→ EXERCISE AIM: Format the data below as a JSON list of strings, one string for each line, leaving out any blank lines.
## begin RECORDS FOR PROCESSING
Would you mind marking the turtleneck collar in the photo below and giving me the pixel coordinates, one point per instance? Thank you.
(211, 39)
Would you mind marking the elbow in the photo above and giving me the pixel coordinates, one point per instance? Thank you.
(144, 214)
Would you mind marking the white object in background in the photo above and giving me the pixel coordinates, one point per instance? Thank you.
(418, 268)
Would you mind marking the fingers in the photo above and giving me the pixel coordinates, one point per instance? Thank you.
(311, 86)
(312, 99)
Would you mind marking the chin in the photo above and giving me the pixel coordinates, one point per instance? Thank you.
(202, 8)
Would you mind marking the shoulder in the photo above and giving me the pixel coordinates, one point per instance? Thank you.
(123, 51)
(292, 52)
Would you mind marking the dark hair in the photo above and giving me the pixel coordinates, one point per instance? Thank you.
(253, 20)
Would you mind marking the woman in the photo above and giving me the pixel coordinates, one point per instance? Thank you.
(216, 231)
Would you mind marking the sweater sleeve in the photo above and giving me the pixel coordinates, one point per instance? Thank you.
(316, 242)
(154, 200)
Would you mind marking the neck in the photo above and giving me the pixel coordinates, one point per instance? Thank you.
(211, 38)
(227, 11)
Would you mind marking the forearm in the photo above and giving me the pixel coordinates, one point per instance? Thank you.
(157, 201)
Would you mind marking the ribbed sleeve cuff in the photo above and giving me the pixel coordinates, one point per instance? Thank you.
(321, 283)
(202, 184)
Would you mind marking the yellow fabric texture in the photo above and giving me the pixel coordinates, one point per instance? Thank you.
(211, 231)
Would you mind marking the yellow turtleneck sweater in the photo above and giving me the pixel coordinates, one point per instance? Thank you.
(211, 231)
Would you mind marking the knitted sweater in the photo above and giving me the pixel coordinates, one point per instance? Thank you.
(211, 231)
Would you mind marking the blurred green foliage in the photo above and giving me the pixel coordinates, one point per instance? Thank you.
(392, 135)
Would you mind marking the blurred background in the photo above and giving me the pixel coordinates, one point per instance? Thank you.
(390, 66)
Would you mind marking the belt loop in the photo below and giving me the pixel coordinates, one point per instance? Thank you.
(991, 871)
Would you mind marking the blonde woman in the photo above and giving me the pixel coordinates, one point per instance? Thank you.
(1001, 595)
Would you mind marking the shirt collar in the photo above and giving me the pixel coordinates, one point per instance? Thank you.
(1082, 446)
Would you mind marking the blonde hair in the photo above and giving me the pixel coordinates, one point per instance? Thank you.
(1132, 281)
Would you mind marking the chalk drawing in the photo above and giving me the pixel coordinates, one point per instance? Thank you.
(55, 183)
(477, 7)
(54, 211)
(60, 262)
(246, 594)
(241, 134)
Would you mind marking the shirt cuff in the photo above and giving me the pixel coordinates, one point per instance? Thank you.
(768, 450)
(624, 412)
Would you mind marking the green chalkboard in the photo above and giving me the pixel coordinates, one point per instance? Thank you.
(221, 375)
## end RECORDS FOR PROCESSING
→ TASK SOLUTION:
[
  "Would you mind marking the turtleneck collar in the photo below and giving me the pixel coordinates, one point per instance? Thank you.",
  "(211, 39)",
  "Would you mind marking the elbow in the photo above and giving me the pixel coordinates, one point per instance? Thank you.",
  "(144, 214)",
  "Would you mind marking the white object in background in the photo above and giving me the pixel coordinates, one point per instance? Thank you.",
  "(418, 268)",
  "Would you mind marking the fingers in the photo above and giving me the pixel coordinates, one point per instance? Thank you.",
  "(311, 86)",
  "(312, 99)",
  "Would you mind marking the chin in the photo above and giving me the pixel coordinates, one point per instance? Thank you.",
  "(202, 8)",
  "Would you mind marking the shoulder in the photo above and giving me the pixel coordinates, one point per instance? Thank you.",
  "(123, 51)",
  "(292, 52)",
  "Would you mind marking the dark hair in the photo above and giving me the pixel coordinates, one point per instance? Thank you.",
  "(253, 20)",
  "Would you mind marking the woman in the photo above and giving me the pixel coordinates, one point per instance? Thank you.",
  "(216, 231)",
  "Would you mind marking the sweater sleeve in the photo above and giving me the pixel coordinates, one point per instance? Thank you.",
  "(316, 242)",
  "(154, 200)",
  "Would you mind marking the neck in the photo above and giving me the pixel coordinates, one point per instance? Thank you.",
  "(211, 38)",
  "(227, 11)",
  "Would you mind marking the forearm in the photo above and giving me the pixel coordinates, one point per instance? Thank you.",
  "(157, 201)",
  "Would you mind marking the ribbed sleeve cuff in the photo above and giving me the pixel coordinates, one point per instance? Thank you.",
  "(321, 283)",
  "(202, 184)",
  "Would you mind marking the yellow fabric texture in the photo above and giving me the pixel coordinates, one point per instance? Thank you.",
  "(211, 231)",
  "Would you mind marking the yellow turtleneck sweater in the photo above and giving me the pixel coordinates, one point per instance? Thank you.",
  "(211, 231)",
  "Would you mind marking the knitted sweater in the photo above and giving me the pixel coordinates, one point per instance? Thank you.",
  "(211, 231)",
  "Would you mind marking the blurred green foliage in the photo above and giving me the pixel coordinates, one point per instance? Thank you.",
  "(392, 135)",
  "Would you mind marking the blurred background in the photo above and giving me the pixel coordinates, one point per instance? Thank you.",
  "(390, 66)",
  "Would you mind marking the belt loop in the photo below and giving me the pixel coordinates, one point per instance? Thank you.",
  "(991, 871)",
  "Would you mind marking the blonde woman in the photo above and giving me the pixel coordinates, one point per instance? Thank you.",
  "(1001, 595)",
  "Would you mind marking the shirt collar in the photo above and giving me the pixel coordinates, one point per instance? Thank you.",
  "(1082, 446)",
  "Would you mind marking the blonde hair in the photo above and giving me the pixel coordinates, one point per instance? Thank you.",
  "(1132, 281)",
  "Would you mind marking the chalk drawing in the photo above and giving me the pixel coordinates, one point per instance? Thank you.",
  "(55, 183)",
  "(477, 7)",
  "(54, 211)",
  "(60, 262)",
  "(246, 594)",
  "(241, 134)",
  "Would you mind marking the shirt cuff in the photo above and giving me the pixel coordinates, one point per instance? Thank you.",
  "(768, 450)",
  "(624, 412)",
  "Would you mind marking the green chalkboard in the photo above and giving me the pixel coordinates, one point per instance? Thank you.",
  "(221, 375)"
]